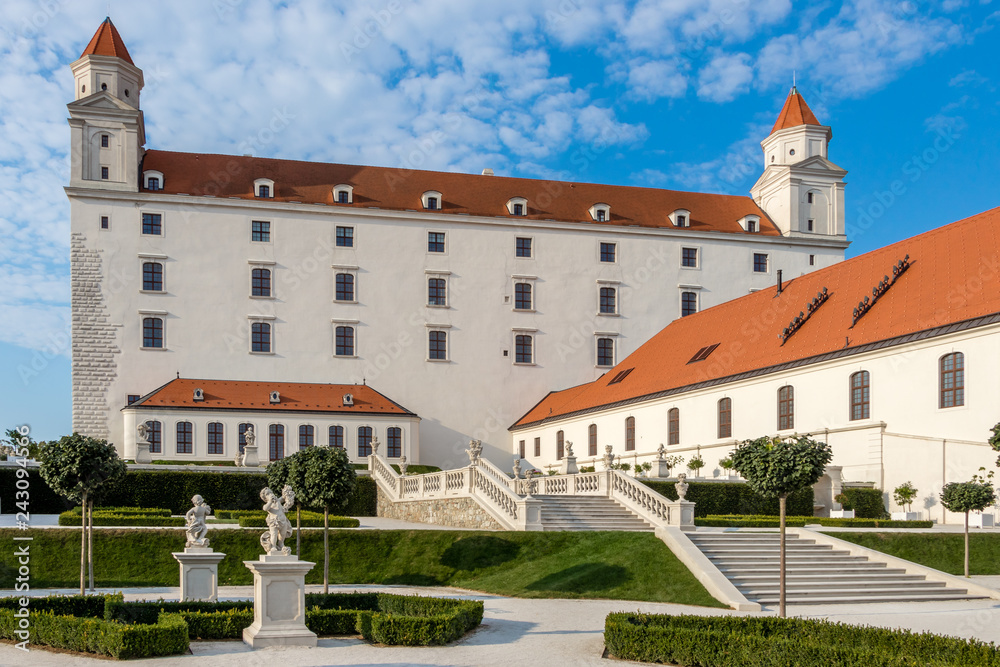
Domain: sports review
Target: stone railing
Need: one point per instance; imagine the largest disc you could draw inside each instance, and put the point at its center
(483, 482)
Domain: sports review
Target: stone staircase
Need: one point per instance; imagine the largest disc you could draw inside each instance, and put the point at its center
(815, 573)
(588, 513)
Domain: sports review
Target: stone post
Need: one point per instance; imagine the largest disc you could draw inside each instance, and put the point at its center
(199, 573)
(279, 602)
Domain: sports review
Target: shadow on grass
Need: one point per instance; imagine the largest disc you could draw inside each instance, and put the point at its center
(582, 578)
(479, 551)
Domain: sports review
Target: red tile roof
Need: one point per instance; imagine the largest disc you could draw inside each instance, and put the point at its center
(954, 277)
(107, 42)
(295, 397)
(400, 190)
(795, 112)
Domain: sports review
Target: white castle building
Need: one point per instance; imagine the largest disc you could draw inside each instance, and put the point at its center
(464, 297)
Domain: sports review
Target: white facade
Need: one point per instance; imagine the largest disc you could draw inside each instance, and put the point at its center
(907, 436)
(206, 256)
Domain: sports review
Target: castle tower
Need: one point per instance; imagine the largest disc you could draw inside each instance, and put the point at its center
(800, 188)
(107, 129)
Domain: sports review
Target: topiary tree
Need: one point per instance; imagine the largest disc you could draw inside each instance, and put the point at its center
(77, 467)
(968, 496)
(328, 480)
(776, 467)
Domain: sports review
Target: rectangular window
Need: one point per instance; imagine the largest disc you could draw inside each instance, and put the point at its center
(152, 223)
(345, 342)
(522, 247)
(436, 292)
(437, 342)
(607, 252)
(215, 441)
(152, 277)
(185, 438)
(307, 436)
(523, 349)
(152, 332)
(260, 231)
(435, 241)
(760, 262)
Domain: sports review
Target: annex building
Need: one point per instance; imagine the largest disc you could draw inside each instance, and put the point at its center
(462, 296)
(891, 357)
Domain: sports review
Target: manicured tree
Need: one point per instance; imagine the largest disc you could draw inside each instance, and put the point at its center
(328, 481)
(776, 467)
(968, 496)
(77, 467)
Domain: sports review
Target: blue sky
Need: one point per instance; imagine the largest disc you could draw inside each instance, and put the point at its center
(674, 94)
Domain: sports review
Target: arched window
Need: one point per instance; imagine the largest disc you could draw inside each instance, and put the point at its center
(345, 287)
(364, 441)
(786, 408)
(260, 282)
(394, 442)
(215, 441)
(152, 277)
(952, 380)
(307, 436)
(726, 418)
(276, 442)
(242, 430)
(260, 337)
(155, 437)
(185, 438)
(860, 395)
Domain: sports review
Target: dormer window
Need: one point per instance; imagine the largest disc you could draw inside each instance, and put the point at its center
(431, 200)
(600, 212)
(263, 188)
(152, 180)
(681, 218)
(343, 194)
(517, 206)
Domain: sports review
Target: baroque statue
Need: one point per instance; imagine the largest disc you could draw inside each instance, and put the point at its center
(279, 528)
(196, 528)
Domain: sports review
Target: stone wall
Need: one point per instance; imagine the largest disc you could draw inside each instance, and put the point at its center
(94, 342)
(446, 512)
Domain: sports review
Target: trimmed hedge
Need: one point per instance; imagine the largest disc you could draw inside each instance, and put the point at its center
(725, 641)
(173, 490)
(726, 498)
(168, 636)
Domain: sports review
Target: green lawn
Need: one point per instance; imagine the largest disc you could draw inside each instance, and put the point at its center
(610, 565)
(941, 551)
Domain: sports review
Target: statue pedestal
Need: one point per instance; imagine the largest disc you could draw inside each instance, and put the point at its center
(568, 466)
(199, 573)
(250, 459)
(279, 602)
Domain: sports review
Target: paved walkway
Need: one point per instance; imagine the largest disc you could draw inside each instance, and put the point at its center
(515, 631)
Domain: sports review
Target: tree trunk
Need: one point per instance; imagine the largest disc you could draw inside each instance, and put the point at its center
(781, 558)
(90, 542)
(326, 549)
(966, 544)
(83, 543)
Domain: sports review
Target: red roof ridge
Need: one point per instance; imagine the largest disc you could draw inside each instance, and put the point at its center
(107, 42)
(795, 112)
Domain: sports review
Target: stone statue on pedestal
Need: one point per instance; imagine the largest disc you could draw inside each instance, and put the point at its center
(278, 527)
(197, 529)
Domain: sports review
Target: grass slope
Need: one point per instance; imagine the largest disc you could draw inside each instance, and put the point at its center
(941, 551)
(610, 565)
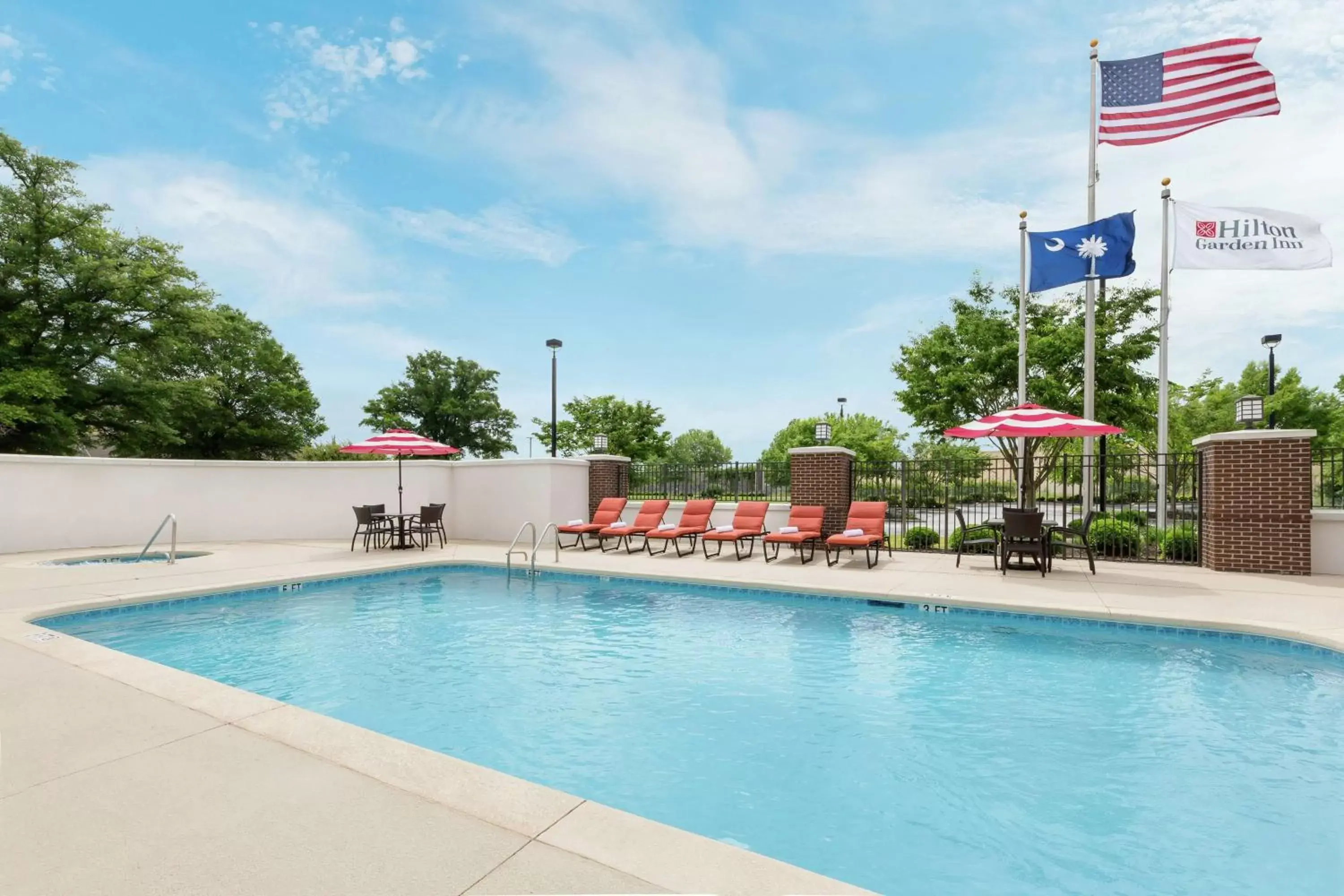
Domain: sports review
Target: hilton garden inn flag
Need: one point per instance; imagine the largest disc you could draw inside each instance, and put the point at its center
(1248, 240)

----

## WHAT YOU WILL DO
Copy the listing over exactly, skipping the pictures it holds.

## OUTPUT OF THE EXERCISE
Domain: sports review
Target: stone railing
Need: one point per instance; imagine the largest disc you could draw inside each instance, and put the point at its center
(483, 482)
Domain: sports review
Target: stone staircase
Need: one point per instance; imagine the largest disc you could draw inside each instance, and put the point at its center
(815, 573)
(588, 513)
Domain: sports review
Target: stone post
Need: one point per instance; imagine the largest disc you could draw inside each instance, and put the point at its center
(199, 573)
(279, 602)
Domain: sports review
Target: shadow on grass
Need: one point per instance; imagine the largest disc you could draw inside each instance, and put the point at its center
(582, 578)
(479, 551)
Domain: sports review
Target: red tile roof
Need: one point per instance; imagine the largest disc you could draw inside each instance, and put the point at its center
(954, 277)
(107, 42)
(295, 397)
(400, 190)
(795, 112)
Domain: sports review
Target: white castle building
Need: one point per instance; imagine the largest disc you could draw inside each instance, and put the point at its center
(464, 297)
Domain: sports review
Target: white facade
Need: one point per instance; imagine the largest disc you could draw inside each instance, and put the point at its center
(907, 436)
(206, 256)
Domain: sports review
Target: castle tower
Need: one point per instance; imagine the largest disc you could draw inside each instance, and put the point at its center
(800, 188)
(107, 129)
Domain: sports review
Target: topiary tree
Need: one point per instance; imagine the largest disc you could draw inside each instance, and put the point at its center
(77, 467)
(968, 496)
(328, 480)
(776, 467)
Domain: sports review
Target: rectangular window
Need: one point per instance; imagine the largest disc you could draw inside each instance, and put the point at its center
(152, 223)
(345, 342)
(522, 247)
(436, 292)
(437, 342)
(607, 252)
(215, 441)
(152, 277)
(185, 438)
(307, 436)
(523, 349)
(152, 332)
(260, 231)
(435, 241)
(760, 262)
Domain: sports review
Target: annex building
Need: one point per instance; imagine the largest disc you could draw inside each instance, and put the point at its center
(462, 296)
(891, 357)
Domain: sports review
Target: manicured tree
Need: one point per instance; imagine the largest disc you could draw inside each instance, and put the point at its center
(328, 481)
(776, 467)
(968, 496)
(77, 467)
Domain: sports review
Target: blue sky
Need: one point per instance; imagine the largest disc you could draw inside each instance, and put the point at its center
(674, 94)
Domain: sports review
Target: arched window
Need: one point per instance; imagine the largest disc you could draw inside each instance, and put the point at its center
(345, 287)
(364, 441)
(786, 408)
(260, 282)
(394, 442)
(215, 441)
(152, 277)
(952, 380)
(307, 436)
(726, 418)
(276, 442)
(242, 430)
(260, 337)
(155, 437)
(185, 438)
(860, 395)
Domain: sports review
Target: dormer window
Need: one point per instance; imagine the largest disc you could draw inside each instance, and put the point at its center
(431, 200)
(600, 212)
(263, 188)
(152, 180)
(681, 218)
(343, 194)
(517, 206)
Domain: sports review
Target: baroque statue
Need: one point per instance; imagine the largest disc you could draw inside each instance, and put the point at its center
(279, 528)
(196, 528)
Domain: sports review
Target: stone wall
Need: one point per instance; imagine the largest disc you could draw inside each instance, and put the point at its center
(94, 342)
(446, 512)
Domain: sports review
Target: trimmed hedge
Need: one point per instance; imagine the largest disc you could draw inside each instance, and put the point at its center
(725, 641)
(173, 490)
(726, 498)
(168, 636)
Domain: sports review
Target: green lawn
Need: one point per instance; imagine the largest disc you could draw inside each instance, and put the point at its center
(610, 565)
(941, 551)
Domain: sports review
Target: statue pedestal
Need: one point per instance; imagine the largest disc you could draw inside each instance, and put the point at its center
(568, 466)
(199, 573)
(250, 459)
(279, 602)
Domain: sports review
Target: paved walkway
Need: one point per instance; imagine the largest disc you could draw inside each instance, and put the point at its center
(515, 631)
Domain: sports review
Target: tree trunk
Need: one point per instance; imagine the largest disc you could draw inside each instance, and put the point at its center
(781, 558)
(90, 542)
(326, 549)
(966, 544)
(83, 543)
Domain: sports review
Target: red roof ridge
Need: one point per instance; imagine the largest disc you could draw inside each instance, and put the point at its center
(107, 42)
(795, 112)
Domain: sports review
Target: stone statue on pedestal
Need: one point per instance; imagine the largest disc you could draw inside each instance, and put the point at its center
(278, 527)
(197, 529)
Domain: sports review
Target: grass slope
Need: one point per instance; imagine the largest disc you could draw inside each instance, and put the point at its center
(941, 551)
(610, 565)
Domain: sports review
Target: hilton garden inn flag
Need: one point per instance; imagine the largest disc you could draw inside each instance, and put the point at its center
(1248, 240)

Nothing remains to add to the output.